Early Detection of Parkinson’s Disease

Detecting Parkinson’s Disease Early

The genetic revolution of the 1990s has spurred the identification of seven disease-causing genes and many additional genes that constitute risk factors for Parkinson’s. Deciphering the function of these genes has facilitated our capacity to understand pathways involved in the disease process. Everyday there are breakthrough publications featured on Medical News Today, Viartis Parkinson’s Disease News and other search sites for Parkinson’s research.

The Parkinson Progressive Marker initiative (PPMI) developed by The Michael J. Fox Foundation has established early biological markers for Parkinson disease (PD). Studying families with an established genetic component to the disease increases our ability to find measureable indicators of early PD and, with that, a more accurate tool in the search for therapies to slow or stop the disease. A blood-based biomarker would, of course, be the least invasive, cost-effective type of marker.

On September 24, 2015, Viartis featured a project with great promise for providing that long sought after biomarker. Robert Nagele and his team at Durin Technologies and New Jersey’s Rowan-School of Osteopathic Medicine published in Immunology Letters the results of a study in which they screened early-stage Parkinson’s blood samples with microarrays containing thousands of autoantibodies.

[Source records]
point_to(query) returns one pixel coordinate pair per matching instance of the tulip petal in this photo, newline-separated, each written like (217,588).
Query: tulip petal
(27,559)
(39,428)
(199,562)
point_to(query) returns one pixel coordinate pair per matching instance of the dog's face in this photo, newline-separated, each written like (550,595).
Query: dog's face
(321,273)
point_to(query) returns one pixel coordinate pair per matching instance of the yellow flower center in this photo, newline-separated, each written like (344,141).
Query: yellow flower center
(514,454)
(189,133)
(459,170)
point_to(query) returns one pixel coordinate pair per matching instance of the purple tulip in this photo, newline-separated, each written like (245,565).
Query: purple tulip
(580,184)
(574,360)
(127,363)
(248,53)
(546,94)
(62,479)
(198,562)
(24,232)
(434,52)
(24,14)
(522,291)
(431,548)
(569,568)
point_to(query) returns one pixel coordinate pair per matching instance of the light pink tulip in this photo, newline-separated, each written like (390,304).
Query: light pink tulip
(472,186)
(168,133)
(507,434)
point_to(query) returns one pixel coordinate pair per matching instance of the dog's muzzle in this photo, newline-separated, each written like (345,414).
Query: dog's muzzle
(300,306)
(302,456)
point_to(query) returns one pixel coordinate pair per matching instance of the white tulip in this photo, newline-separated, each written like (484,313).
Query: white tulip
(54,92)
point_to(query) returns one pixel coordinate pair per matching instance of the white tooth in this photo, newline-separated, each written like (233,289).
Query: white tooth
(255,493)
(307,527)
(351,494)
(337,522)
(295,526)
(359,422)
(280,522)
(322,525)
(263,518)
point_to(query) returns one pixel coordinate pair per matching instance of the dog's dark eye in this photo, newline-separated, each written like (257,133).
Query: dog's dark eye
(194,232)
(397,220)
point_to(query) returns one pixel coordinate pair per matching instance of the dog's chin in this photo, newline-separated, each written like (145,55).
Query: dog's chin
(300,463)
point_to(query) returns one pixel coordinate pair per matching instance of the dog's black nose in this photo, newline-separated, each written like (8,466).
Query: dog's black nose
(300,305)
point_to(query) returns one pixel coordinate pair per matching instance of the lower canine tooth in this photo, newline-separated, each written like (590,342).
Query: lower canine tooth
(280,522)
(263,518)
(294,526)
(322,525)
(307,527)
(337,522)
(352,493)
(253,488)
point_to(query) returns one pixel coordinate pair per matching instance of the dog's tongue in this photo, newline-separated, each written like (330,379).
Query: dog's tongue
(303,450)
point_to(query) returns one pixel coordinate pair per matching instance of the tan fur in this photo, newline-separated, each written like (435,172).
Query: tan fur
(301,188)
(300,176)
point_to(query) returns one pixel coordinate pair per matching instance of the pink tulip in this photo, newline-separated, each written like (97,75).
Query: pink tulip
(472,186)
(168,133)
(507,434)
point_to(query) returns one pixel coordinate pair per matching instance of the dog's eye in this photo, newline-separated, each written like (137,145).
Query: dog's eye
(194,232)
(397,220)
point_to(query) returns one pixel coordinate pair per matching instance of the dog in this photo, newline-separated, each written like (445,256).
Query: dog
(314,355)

...

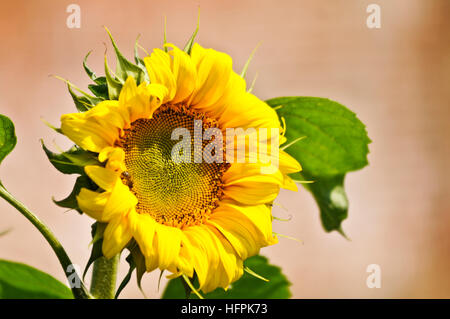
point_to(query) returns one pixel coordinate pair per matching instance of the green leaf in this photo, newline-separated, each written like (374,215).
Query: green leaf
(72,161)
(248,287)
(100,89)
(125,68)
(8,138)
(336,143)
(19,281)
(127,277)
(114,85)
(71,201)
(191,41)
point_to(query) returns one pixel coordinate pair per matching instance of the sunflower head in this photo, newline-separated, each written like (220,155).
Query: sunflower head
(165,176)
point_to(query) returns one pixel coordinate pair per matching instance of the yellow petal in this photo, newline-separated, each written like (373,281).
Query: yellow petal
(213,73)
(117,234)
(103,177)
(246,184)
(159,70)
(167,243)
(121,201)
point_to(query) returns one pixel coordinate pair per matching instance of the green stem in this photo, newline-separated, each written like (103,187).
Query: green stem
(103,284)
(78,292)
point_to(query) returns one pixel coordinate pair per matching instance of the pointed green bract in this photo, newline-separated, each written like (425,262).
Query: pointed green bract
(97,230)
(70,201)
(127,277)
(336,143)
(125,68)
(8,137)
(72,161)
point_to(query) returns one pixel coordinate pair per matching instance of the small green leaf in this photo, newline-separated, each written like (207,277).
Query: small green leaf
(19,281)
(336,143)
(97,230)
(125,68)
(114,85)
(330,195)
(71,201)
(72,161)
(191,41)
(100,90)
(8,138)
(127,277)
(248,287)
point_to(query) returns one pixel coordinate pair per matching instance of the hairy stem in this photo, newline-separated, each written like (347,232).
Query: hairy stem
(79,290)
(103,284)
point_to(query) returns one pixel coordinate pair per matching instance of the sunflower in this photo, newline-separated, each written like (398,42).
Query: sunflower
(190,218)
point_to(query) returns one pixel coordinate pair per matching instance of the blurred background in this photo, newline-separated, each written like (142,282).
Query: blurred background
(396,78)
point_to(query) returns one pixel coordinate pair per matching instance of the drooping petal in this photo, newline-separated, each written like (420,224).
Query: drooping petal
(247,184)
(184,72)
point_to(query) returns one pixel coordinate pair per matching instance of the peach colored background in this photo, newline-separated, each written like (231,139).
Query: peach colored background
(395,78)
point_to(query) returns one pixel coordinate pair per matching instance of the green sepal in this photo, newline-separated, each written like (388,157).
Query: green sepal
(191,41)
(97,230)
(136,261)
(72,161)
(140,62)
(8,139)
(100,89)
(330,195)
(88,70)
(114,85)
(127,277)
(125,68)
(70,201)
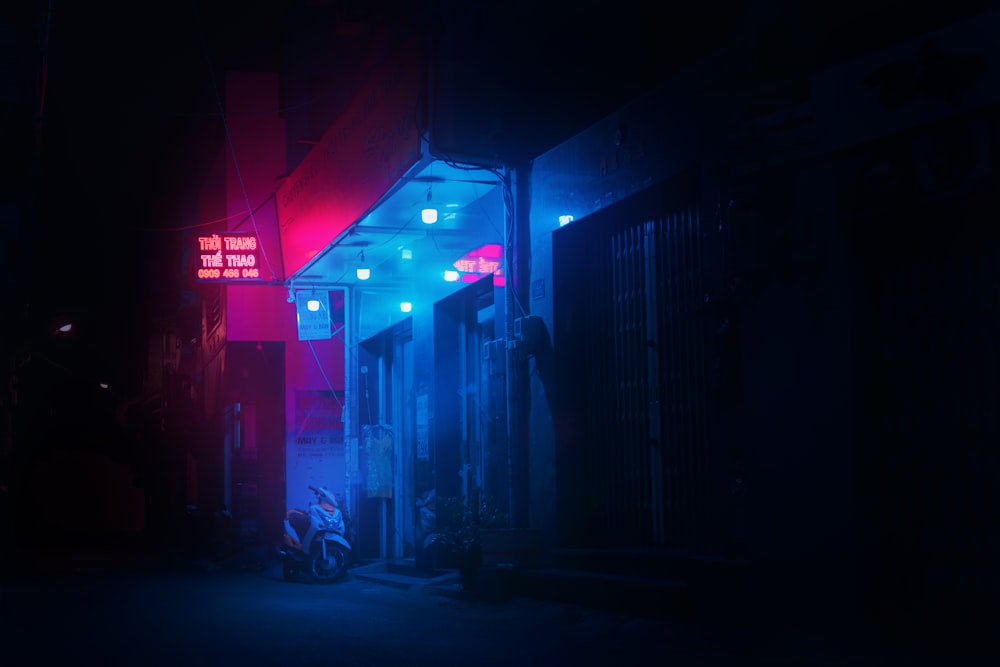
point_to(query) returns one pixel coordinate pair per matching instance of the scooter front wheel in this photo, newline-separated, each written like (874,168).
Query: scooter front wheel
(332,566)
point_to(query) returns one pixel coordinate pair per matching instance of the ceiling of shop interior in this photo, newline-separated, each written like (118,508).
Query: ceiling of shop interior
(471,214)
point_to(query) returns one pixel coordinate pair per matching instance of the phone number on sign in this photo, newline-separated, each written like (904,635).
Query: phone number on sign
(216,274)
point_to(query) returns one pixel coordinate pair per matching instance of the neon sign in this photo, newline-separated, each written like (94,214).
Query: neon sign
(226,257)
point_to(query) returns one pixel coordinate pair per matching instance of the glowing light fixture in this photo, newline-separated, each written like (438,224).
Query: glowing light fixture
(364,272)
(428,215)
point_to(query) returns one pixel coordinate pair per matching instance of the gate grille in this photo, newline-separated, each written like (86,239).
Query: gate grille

### WHAT NEEDS TO BE DONE
Copy out the full text on early detection of Parkinson's disease word for word. The rows have no connection to the text on early Parkinson's detection.

### TASK ANSWER
Early Detection of Parkinson’s Disease

Detecting Parkinson’s Disease Early

The genetic revolution of the 1990s has spurred the identification of seven disease-causing genes and many additional genes that constitute risk factors for Parkinson’s. Deciphering the function of these genes has facilitated our capacity to understand pathways involved in the disease process. Everyday there are breakthrough publications featured on Medical News Today, Viartis Parkinson’s Disease News and other search sites for Parkinson’s research.

The Parkinson Progressive Marker initiative (PPMI) developed by The Michael J. Fox Foundation has established early biological markers for Parkinson disease (PD). Studying families with an established genetic component to the disease increases our ability to find measureable indicators of early PD and, with that, a more accurate tool in the search for therapies to slow or stop the disease. A blood-based biomarker would, of course, be the least invasive, cost-effective type of marker.

On September 24, 2015, Viartis featured a project with great promise for providing that long sought after biomarker. Robert Nagele and his team at Durin Technologies and New Jersey’s Rowan-School of Osteopathic Medicine published in Immunology Letters the results of a study in which they screened early-stage Parkinson’s blood samples with microarrays containing thousands of autoantibodies.